• **PROBLEM**
Go through the records below and change every "Would you kindly" to "Could you please". Keep every other part of the lines the same.

[start]

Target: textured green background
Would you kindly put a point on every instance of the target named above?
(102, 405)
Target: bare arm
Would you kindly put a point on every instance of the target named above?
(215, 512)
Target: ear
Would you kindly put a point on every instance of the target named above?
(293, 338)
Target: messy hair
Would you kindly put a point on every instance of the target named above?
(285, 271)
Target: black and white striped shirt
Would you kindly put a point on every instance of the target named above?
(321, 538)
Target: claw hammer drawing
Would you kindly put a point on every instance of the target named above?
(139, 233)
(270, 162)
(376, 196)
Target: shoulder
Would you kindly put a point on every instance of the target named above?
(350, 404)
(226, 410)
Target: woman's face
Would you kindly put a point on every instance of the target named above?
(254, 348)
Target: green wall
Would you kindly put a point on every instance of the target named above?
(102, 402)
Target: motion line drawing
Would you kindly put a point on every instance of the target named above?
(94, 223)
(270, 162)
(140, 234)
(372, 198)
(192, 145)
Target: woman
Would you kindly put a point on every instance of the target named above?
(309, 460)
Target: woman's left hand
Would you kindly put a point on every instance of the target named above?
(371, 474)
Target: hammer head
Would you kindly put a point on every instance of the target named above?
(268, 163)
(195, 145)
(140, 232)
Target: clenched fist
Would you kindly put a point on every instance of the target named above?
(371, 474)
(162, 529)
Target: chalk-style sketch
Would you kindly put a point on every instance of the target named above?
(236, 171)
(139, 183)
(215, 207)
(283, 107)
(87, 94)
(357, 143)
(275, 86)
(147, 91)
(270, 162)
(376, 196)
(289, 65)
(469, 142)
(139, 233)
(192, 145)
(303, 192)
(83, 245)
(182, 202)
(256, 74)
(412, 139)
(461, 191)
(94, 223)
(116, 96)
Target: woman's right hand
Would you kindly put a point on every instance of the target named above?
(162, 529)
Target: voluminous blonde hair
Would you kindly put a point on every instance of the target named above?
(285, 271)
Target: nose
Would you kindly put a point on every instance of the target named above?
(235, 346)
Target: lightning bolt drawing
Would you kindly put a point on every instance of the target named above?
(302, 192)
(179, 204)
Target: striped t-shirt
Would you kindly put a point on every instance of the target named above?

[end]

• **WRITTEN REPLY**
Target: textured green background
Could you please put a point on every instance of the target named above?
(102, 405)
Target: bare arm
Could you please put a point on every instance of the target named above?
(215, 512)
Target: ear
Could you please put a point on every instance of the target named above?
(293, 338)
Target: messy hair
Could you please put a point on every instance of the target named above?
(285, 271)
Target: black and white striped shirt
Could you please put a point on every instance of the target named above?
(321, 538)
Target: claw hammer drawing
Could you please put a point on every instance of the target named above?
(139, 233)
(270, 162)
(376, 196)
Target: shoulder
Could you please put a point on every instance of the target named above?
(350, 404)
(226, 410)
Target: woman's face
Could you please put a point on every instance of the target named above?
(254, 348)
Target: green wall
Could you please put a point on every instance of the target named above?
(102, 402)
Target: motion line drawing
Could you please put a point on every instance of the target named above?
(94, 223)
(270, 162)
(140, 234)
(372, 198)
(192, 145)
Target: woman
Could you please put a point on every instance of the target named above?
(309, 460)
Target: woman's left hand
Could you please put a point on every instance of the target named above?
(371, 474)
Target: hammer head
Could you please put a point on every instance of the target named above?
(268, 163)
(195, 145)
(140, 232)
Target: clenched fist
Could you please put a point on every instance of the target named above?
(371, 474)
(162, 529)
Target: chalk-style sketch
Could you please put a point on every instance of the target named above?
(236, 171)
(139, 183)
(215, 207)
(283, 107)
(87, 94)
(357, 143)
(275, 86)
(147, 91)
(270, 162)
(376, 196)
(289, 65)
(469, 142)
(139, 233)
(192, 145)
(303, 192)
(83, 245)
(182, 202)
(256, 74)
(412, 139)
(461, 191)
(94, 223)
(116, 96)
Target: woman's right hand
Could you please put a point on every instance of the target named above?
(162, 529)
Target: voluminous blonde hair
Could you please put a point on every instance of the target named above?
(285, 271)
Target: nose
Could you please put a point on every instance of the target named above?
(235, 346)
Target: lightning bolt drawing
Could you please put a point on every instance of the target named above?
(302, 192)
(179, 204)
Target: striped t-shirt
Could you please put a point on every instance of the target named above?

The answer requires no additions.